### TASK GOAL
Where a picture occurs in the data, omit it, and copy all remaining data exactly.

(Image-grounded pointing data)

*-*-*

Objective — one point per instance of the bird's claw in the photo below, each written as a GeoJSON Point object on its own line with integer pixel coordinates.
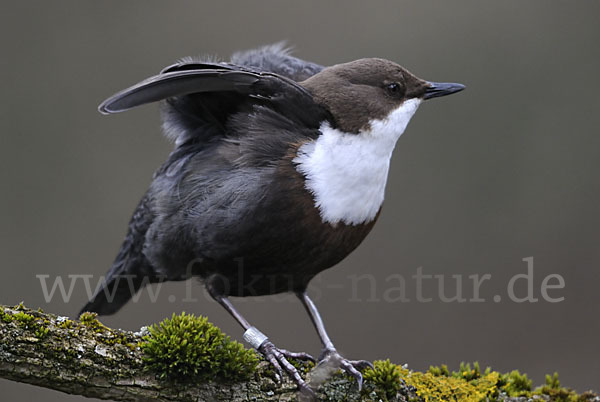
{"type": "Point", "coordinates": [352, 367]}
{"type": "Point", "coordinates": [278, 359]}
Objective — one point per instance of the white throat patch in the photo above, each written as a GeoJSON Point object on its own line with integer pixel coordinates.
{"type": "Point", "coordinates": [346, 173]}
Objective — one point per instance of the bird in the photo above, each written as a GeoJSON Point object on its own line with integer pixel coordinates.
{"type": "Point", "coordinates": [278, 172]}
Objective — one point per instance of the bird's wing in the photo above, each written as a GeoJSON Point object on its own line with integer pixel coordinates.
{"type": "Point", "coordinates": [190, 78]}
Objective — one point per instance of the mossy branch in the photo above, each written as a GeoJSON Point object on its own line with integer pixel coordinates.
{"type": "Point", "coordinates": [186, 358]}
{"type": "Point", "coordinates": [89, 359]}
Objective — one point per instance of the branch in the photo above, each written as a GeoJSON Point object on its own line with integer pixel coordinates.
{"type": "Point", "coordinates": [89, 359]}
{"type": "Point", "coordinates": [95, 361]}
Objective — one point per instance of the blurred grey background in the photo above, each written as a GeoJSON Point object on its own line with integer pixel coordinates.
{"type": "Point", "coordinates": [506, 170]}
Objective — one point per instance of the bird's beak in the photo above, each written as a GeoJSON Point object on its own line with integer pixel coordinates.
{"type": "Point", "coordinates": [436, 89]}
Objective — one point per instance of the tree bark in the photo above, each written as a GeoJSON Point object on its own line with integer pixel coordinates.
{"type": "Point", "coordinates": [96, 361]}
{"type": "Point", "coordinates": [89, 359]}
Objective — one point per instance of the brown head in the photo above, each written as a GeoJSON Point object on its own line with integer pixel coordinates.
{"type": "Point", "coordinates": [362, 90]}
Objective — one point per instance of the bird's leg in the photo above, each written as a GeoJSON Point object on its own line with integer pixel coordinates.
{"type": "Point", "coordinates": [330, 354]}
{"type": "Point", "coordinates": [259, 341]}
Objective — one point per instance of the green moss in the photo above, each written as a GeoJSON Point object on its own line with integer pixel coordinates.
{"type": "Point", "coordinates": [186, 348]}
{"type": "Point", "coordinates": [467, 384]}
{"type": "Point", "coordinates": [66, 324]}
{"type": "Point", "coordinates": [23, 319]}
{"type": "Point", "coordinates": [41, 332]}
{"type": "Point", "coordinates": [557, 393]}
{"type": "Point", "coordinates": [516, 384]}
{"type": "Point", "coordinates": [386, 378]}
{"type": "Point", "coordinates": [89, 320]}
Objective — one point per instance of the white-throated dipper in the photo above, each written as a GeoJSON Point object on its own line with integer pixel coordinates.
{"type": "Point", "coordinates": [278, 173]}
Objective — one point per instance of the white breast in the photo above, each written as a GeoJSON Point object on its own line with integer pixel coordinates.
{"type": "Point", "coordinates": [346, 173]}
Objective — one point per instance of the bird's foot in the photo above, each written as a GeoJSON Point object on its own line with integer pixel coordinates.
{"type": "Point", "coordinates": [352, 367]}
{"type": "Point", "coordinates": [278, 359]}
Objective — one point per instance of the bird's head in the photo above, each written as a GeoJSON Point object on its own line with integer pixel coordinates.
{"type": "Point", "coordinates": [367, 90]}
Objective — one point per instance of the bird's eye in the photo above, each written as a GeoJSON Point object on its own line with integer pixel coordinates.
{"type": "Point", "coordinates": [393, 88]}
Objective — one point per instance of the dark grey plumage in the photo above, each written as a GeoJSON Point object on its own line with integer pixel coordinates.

*-*-*

### REPLY
Objective — one point per instance of the bird's claw in the photo below, each written as a GeoJSON Point object on its own line with integer pixel coordinates.
{"type": "Point", "coordinates": [352, 367]}
{"type": "Point", "coordinates": [278, 359]}
Objective — one point per instance of the white throat patch in the photo above, each written as a GeoJSON Point object on its own line with integer pixel coordinates.
{"type": "Point", "coordinates": [346, 173]}
Objective — one point per instance of the bird in the photo above, each written as a GeoJSON Point object on its own line with integer pixel coordinates.
{"type": "Point", "coordinates": [278, 172]}
Objective — one point per instance of the bird's wing in the photo above, each written as a GeoJSON Point object on its own line with integer pixel coordinates.
{"type": "Point", "coordinates": [190, 78]}
Objective — one point per instance of the mossy branch in the photo above, each written as a GeoJSON Point object on its own line with integer pixel coordinates.
{"type": "Point", "coordinates": [186, 358]}
{"type": "Point", "coordinates": [89, 359]}
Objective — one point per instance of the branch in the photo above, each written as a GeoJSON Point object on its own line with integer pixel coordinates.
{"type": "Point", "coordinates": [89, 359]}
{"type": "Point", "coordinates": [95, 361]}
Objective — one point per instance of the blurred grey background in the photo above, each written as a GeoJSON Point object on its own line with integer pixel coordinates.
{"type": "Point", "coordinates": [506, 170]}
Objective — one point per instance of the bird's beak in the photo above, each written as a GeoJSON Point object on its own line with integer pixel coordinates.
{"type": "Point", "coordinates": [436, 89]}
Objective — one point per instance of the tree bark in the photo above, each written as a GeoJSON Point object on its own line with integer pixel coordinates.
{"type": "Point", "coordinates": [96, 361]}
{"type": "Point", "coordinates": [89, 359]}
Objective — one point per instance of the brown head in the photo above, each written as a GeoJSON Point object on its own line with integer pixel coordinates.
{"type": "Point", "coordinates": [362, 90]}
Objective — one point per instance of the bird's leg in the photo above, each written as a GeoJSON Point object on its own line with integer pixel coordinates.
{"type": "Point", "coordinates": [330, 354]}
{"type": "Point", "coordinates": [259, 341]}
Objective — one point per instance of the green moss in the photo above, each written as a GeoJSON Point object on its own line with integer pixel coordinates.
{"type": "Point", "coordinates": [186, 348]}
{"type": "Point", "coordinates": [467, 384]}
{"type": "Point", "coordinates": [66, 324]}
{"type": "Point", "coordinates": [23, 319]}
{"type": "Point", "coordinates": [41, 332]}
{"type": "Point", "coordinates": [557, 393]}
{"type": "Point", "coordinates": [516, 384]}
{"type": "Point", "coordinates": [386, 378]}
{"type": "Point", "coordinates": [89, 320]}
Objective — one point per instance of the white-throated dipper in the photo above, each written as a GeoJSON Point object on its own line with integer pixel coordinates.
{"type": "Point", "coordinates": [278, 173]}
Objective — one point per instance of the white breast in the photo above, each written as a GeoJSON Point object on its own line with integer pixel coordinates.
{"type": "Point", "coordinates": [346, 173]}
Objective — one point per instance of the bird's foot in the photo above, each written as a GeoJSON Point object on its own line with integer pixel coordinates.
{"type": "Point", "coordinates": [352, 367]}
{"type": "Point", "coordinates": [278, 359]}
Objective — one point per instance of the bird's head in the photo above, each written as a GeoJSON Point object on its own line with integer pixel coordinates.
{"type": "Point", "coordinates": [367, 90]}
Objective — one point per instance of the bird's eye in the photo above, each written as a GeoJSON Point object on its own line with integer pixel coordinates.
{"type": "Point", "coordinates": [393, 88]}
Objective — one point per instance of the dark grey plumage in the photo above, each written as a GeoJSON Point object on its own line with integer pixel coordinates.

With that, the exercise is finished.